Problem 1 => In the API testing excerpt, what data type does the tracks table define for length_km?
Problem 2 => Please state how many lines of the rows contain the string "tree", with case counting. Give only the number.

##### Text excerpt #####

The "Limited Scope of Integration Testing" means that certain complex interactions or edge-case inputs might not be covered by the existing test suite.

Example: Attempting to update a resource to reference a non-existent related entity, an operation that might not be explicitly tested.

# Assumes the API is running at http://localhost:8000 and driver with ID 1 exists
# Attempting to update a driver's team_id to a non-existent team
curl -X PATCH http://localhost:8000/api/drivers/1 \
    -H "Content-Type: application/json" \
    -H "Content-Type: application/json" \
    -d '{
  "team_id": 99999 # Assuming team_id 99999 does not exist
}'

Potential Outcomes:

• Successful Update with Dangling Reference: If there's no foreign key constraint at the database level for team_id (or if it's nullable and the API doesn't validate existence), the driver might be updated to reference a non-existent team. This could lead to errors when fetching the driver's details along with their team.
• Internal Server Error: If the application attempts to process this invalid team_id in a way that assumes its existence, it might result in an unhandled exception and a 500 error.
• Silent Failure or Unexpected State: The update might appear to succeed but leave the system in an inconsistent state that only becomes apparent later.

---

3. Mismatch Between Model and Database Field Definitions

The database schema (f1_db.sql) defines specific data types and constraints for each field (e.g., UNSIGNED, NOT NULL, length of VARCHAR fields). If the API models do not strictly enforce these constraints, it can lead to unexpected behavior or data corruption.

Example: The tracks table defines length_km as DECIMAL(5,2). If the corresponding model attribute does not enforce this precision and scale, it might be possible to insert values that exceed these limits.

# Assumes the API is running at http://localhost:8000
# Attempting to create a track with an invalid length_km value
curl -X POST http://localhost:8000/api/tracks \
    -H "Content-Type: application/json" \
    -d '{
  "name": "Super Long Track",
  "length_km": 999.999,  # Exceeds DECIMAL(5,2) limit
  "continent": "Asia",
  "country_id": 85,
  "description": "A very long track"
}'

Potential Outcomes:

• Data Truncation: The database might truncate the length_km value to 999.99, leading to inaccurate data.
• Database Error: The database might reject the insertion due to a data type mismatch or constraint violation, resulting in an error response from the API. However, if the model doesn't validate this, the application might crash, or the error might not be handled gracefully.
• Inconsistent Data Representation: The value stored in the database might differ from the value intended by the user, leading to inconsistencies and potential issues in calculations or comparisons.

##### The data #####

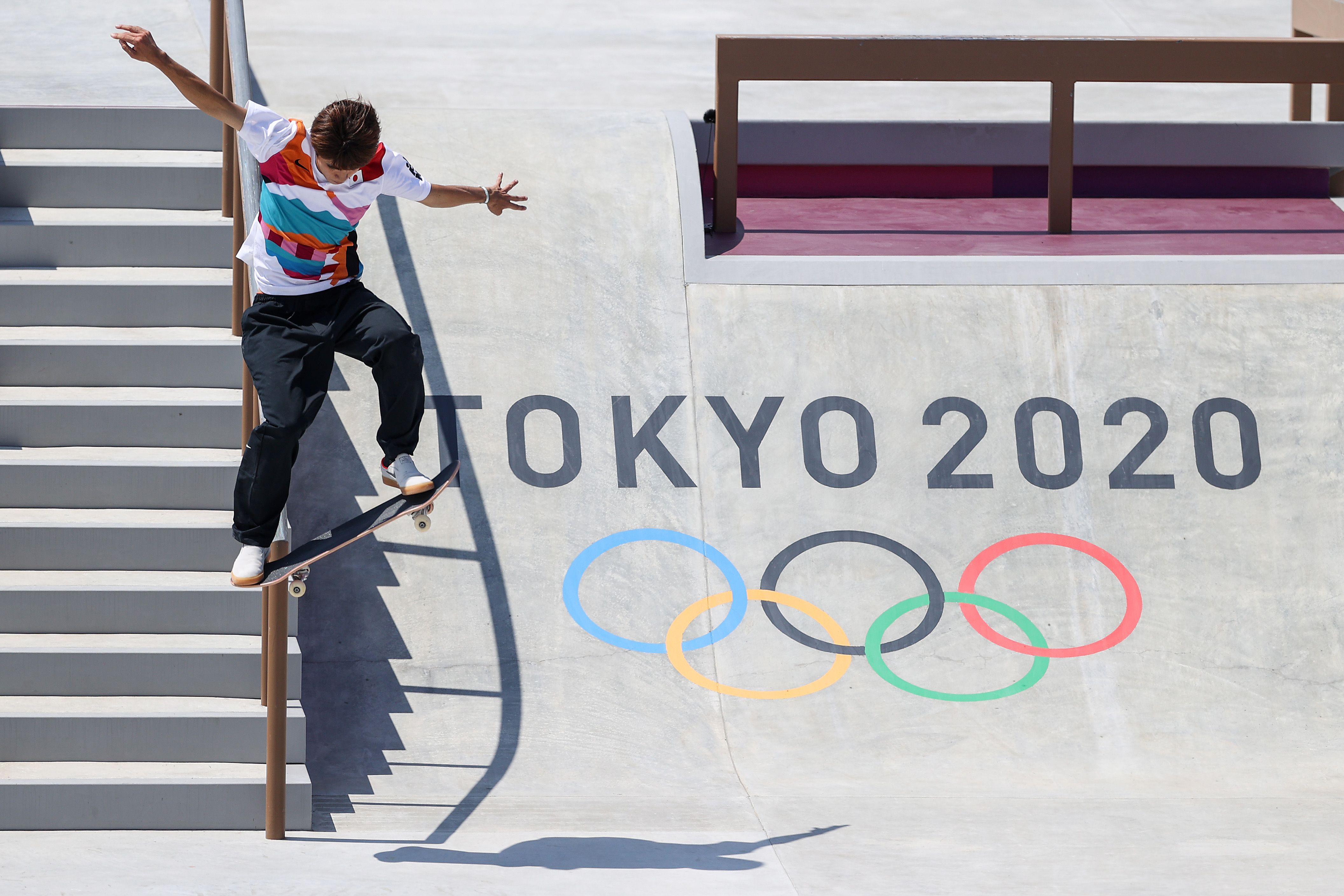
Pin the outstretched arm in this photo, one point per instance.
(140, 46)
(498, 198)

#####
##### The data #####

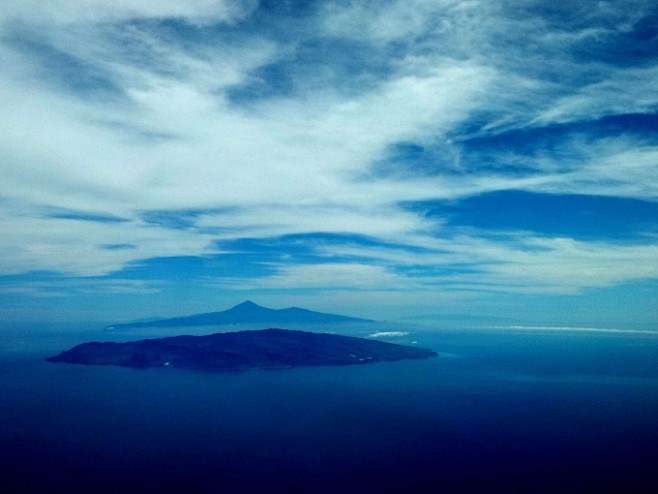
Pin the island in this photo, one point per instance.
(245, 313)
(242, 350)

#####
##### The data #####

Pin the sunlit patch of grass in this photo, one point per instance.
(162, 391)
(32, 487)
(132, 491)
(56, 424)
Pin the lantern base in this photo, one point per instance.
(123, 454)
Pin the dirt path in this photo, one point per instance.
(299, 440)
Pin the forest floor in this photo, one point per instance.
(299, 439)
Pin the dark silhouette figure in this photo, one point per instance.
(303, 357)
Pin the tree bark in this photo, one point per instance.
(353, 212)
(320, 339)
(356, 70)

#####

Correct result 1 => DECIMAL(5,2)

Correct result 2 => 1